■ **Required action**:
From first line to last, write out the data precisely as shown.

Content starts

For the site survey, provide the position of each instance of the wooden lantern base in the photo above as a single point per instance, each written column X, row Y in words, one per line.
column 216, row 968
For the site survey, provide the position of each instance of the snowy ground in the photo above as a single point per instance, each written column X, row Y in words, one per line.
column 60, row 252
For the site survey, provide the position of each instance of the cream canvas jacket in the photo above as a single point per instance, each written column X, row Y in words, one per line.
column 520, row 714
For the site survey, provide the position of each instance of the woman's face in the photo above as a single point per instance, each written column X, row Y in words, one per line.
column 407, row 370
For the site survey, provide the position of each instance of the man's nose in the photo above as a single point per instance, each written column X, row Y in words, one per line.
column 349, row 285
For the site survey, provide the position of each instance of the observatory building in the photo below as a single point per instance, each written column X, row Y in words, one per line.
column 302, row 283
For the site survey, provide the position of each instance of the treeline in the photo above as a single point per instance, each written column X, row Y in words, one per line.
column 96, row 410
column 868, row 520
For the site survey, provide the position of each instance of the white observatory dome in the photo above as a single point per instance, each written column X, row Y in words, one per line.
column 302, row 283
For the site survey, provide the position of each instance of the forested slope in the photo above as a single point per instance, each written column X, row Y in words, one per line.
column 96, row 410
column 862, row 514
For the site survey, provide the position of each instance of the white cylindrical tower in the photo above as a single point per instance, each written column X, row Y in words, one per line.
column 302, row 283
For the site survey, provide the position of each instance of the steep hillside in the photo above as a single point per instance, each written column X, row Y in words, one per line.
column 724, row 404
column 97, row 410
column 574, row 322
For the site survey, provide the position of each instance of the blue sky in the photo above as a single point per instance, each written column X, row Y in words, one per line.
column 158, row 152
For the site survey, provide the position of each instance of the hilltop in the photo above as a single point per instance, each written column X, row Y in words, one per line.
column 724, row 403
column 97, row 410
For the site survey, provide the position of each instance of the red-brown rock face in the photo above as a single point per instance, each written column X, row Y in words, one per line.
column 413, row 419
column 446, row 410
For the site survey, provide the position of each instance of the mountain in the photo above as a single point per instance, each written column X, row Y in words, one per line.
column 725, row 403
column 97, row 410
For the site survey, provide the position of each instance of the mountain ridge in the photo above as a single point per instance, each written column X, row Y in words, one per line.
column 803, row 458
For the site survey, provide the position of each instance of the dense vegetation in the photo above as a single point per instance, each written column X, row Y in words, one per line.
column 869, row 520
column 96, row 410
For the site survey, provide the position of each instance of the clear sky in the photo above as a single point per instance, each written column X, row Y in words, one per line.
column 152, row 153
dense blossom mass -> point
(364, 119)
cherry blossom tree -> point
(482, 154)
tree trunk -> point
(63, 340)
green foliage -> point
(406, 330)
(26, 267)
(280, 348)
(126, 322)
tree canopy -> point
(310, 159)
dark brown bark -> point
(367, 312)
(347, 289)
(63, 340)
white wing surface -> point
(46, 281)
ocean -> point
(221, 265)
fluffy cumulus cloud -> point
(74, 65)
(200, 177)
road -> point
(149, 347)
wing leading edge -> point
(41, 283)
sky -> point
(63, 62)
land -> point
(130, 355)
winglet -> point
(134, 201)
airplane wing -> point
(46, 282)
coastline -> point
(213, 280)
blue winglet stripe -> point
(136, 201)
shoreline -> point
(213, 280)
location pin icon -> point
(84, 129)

Content ends

■ **Solution to this problem**:
For the site survey, provide the position of each instance of the wooden lantern base in the photo above as a single point per instance, each written column X, row Y in words, one per line.
column 216, row 968
For the site survey, provide the position of each instance of the snowy ground in the photo above as a single point per instance, each written column X, row Y in words, one per line.
column 60, row 252
For the site survey, provide the position of each instance of the cream canvas jacket in the photo above as a single point per instance, each written column X, row Y in words, one per line.
column 520, row 714
For the site survey, provide the position of each instance of the woman's face in the photo above as a single point per instance, each written column X, row Y in words, one per line.
column 407, row 370
For the site survey, provide the position of each instance of the man's nose in the photo above as a single point per instance, each written column X, row Y in words, one per line.
column 349, row 285
For the site survey, provide the position of each instance of the observatory building in the photo below as a single point per instance, each written column X, row Y in words, one per line.
column 302, row 283
For the site survey, provide the position of each instance of the treeline in the photo above as a single point per instance, each written column X, row Y in words, one per line.
column 96, row 410
column 868, row 520
For the site survey, provide the position of each instance of the white observatory dome in the photo above as a single point per instance, each written column X, row Y in words, one per line.
column 302, row 283
For the site survey, provide the position of each instance of the forested slope in the photo above as a single point per instance, each written column X, row Y in words, one per line.
column 96, row 410
column 862, row 514
For the site survey, provide the position of each instance of the white cylindrical tower in the photo above as a single point per instance, each written column X, row Y in words, one per line.
column 302, row 283
For the site survey, provide the position of each instance of the steep hillside in the photo above as a single point per instance, each written column X, row Y in words, one per line.
column 724, row 404
column 97, row 410
column 574, row 322
For the site survey, provide the position of each instance of the blue sky in the photo above as a single point per instance, each written column X, row Y in words, one per line.
column 158, row 152
For the site survey, provide the position of each instance of the hilltop in the photo above as a single point per instance, each written column X, row Y in words, one per line.
column 724, row 403
column 97, row 410
For the site survey, provide the position of each instance of the red-brown rock face in the photo above as a single point per instance, each written column X, row Y in words, one per line.
column 413, row 419
column 446, row 410
For the site survey, provide the position of each instance of the mountain in the photo above as a single point per instance, each written column X, row Y in words, one per line.
column 725, row 403
column 97, row 410
For the site survey, provide the position of each instance of the mountain ridge in the photo above as a single point per instance, each written column X, row Y in words, one per line.
column 803, row 458
For the site survey, provide the position of each instance of the dense vegetation in the photo above as a single point per instance, each written column X, row Y in words, one per line.
column 869, row 520
column 96, row 410
For the site survey, provide the position of each instance of the clear sky in the photo above as a single point per instance, each written column X, row Y in words, one per line.
column 152, row 153
dense blossom mass -> point
(364, 119)
cherry blossom tree -> point
(482, 154)
tree trunk -> point
(63, 340)
green foliage -> point
(406, 330)
(26, 267)
(280, 348)
(126, 322)
tree canopy -> point
(310, 159)
dark brown bark -> point
(367, 312)
(347, 289)
(63, 340)
white wing surface -> point
(46, 281)
ocean -> point
(221, 265)
fluffy cumulus cloud -> point
(74, 65)
(200, 177)
road -> point
(149, 347)
wing leading edge -> point
(41, 283)
sky -> point
(63, 62)
land -> point
(130, 355)
winglet -> point
(134, 201)
airplane wing -> point
(46, 282)
coastline -> point
(213, 280)
blue winglet stripe -> point
(136, 201)
shoreline -> point
(213, 280)
location pin icon -> point
(84, 129)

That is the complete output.